S&P 500: Why This 'Pullback' Will Likely Continue
Summary
- The S&P 500/SPX just had a pullback of 7%. However, the selling is probably not over just yet.
- The Nasdaq corrected by around 5.5%, but if a crucial technical level is breached, the correction could be around 12%-13%.
- The VIX illustrates that many market participants became extremely complacent and were caught off guard by the violent selloff.
- Other assets to consider while stocks take a breather.
- This idea was discussed in more depth with members of my private investing community, Albright Investment Group . Get started today »
The S&P 500/SPX (SP500) had corrected by 7% before catching a substantial bid in the overnight session. Yesterday's panic-driven selling pushed prices to critical resistance levels in various sectors.
S&P Futures
SPX and stocks in general are at a major inflection point here. The SPX corrected nicely, right down to the 3K support level. Yesterday's extreme selling may have been an overreaction to recent news and may represent a short- to intermediate-term buying opportunity in certain sectors.
We are watching the 3,000 - 2,990 for support now, and looking at 3,100 as initial resistance. If SPX breaks out above 3,100 it could possibly fill the gap up to 3,200 quite quickly. Only once this happens, will we see whether this rally can be sustained.
Let Us Look at The Nasdaq
The Nasdaq had a 5%-6% correction from peak to trough, but it may not be over yet. I would remain cautious around these levels as it's not yet clear if the market has bottomed.
Nasdaq rebounded nicely from 9,600 support. However, if the Nasdaq rolls over and 9,600 gets breached, I expect a pullback to the 9,000 level is very possible. This would be an additional 6.25% decline, bringing total peak to trough declines to roughly 12%-13% in the Nasdaq composite. Incidentally, this is roughly in line with SPX's potential drop to the 2,850 point if the current pullback continues.

▬▬▬▬▬▬▬▬▬▬

• REQUEST
From the S&P 500 pullback text, extract the part that opens with the words containing "Let Us Look" and closes with "current pullback continues.", copying it word for word.

▬▬▬▬▬▬▬▬▬▬

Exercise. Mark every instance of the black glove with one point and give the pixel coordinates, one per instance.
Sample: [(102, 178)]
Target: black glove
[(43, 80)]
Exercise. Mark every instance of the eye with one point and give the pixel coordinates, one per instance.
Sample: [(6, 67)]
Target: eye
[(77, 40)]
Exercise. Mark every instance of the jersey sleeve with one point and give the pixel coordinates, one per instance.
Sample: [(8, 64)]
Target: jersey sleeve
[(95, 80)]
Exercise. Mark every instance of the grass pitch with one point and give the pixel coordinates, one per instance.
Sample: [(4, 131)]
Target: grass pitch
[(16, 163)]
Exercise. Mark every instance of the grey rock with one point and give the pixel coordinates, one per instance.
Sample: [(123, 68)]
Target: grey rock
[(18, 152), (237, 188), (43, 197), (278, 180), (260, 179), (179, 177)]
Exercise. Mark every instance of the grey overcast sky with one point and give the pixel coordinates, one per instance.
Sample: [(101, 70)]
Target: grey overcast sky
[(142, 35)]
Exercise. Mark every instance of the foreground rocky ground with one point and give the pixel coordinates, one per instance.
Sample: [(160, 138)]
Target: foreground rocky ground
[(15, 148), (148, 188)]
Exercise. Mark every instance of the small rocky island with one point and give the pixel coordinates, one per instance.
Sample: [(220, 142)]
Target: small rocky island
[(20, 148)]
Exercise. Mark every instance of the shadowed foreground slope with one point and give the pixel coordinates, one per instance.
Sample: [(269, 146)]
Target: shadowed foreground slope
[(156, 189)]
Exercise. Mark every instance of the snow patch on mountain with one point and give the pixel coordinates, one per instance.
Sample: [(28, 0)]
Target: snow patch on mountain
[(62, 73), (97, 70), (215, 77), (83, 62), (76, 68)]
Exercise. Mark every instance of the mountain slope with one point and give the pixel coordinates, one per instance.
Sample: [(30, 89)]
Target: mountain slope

▬▬▬▬▬▬▬▬▬▬

• ANSWER TO THIS TASK
Let Us Look at The Nasdaq
The Nasdaq had a 5%-6% correction from peak to trough, but it may not be over yet. I would remain cautious around these levels as it's not yet clear if the market has bottomed.
Nasdaq rebounded nicely from 9,600 support. However, if the Nasdaq rolls over and 9,600 gets breached, I expect a pullback to the 9,000 level is very possible. This would be an additional 6.25% decline, bringing total peak to trough declines to roughly 12%-13% in the Nasdaq composite. Incidentally, this is roughly in line with SPX's potential drop to the 2,850 point if the current pullback continues.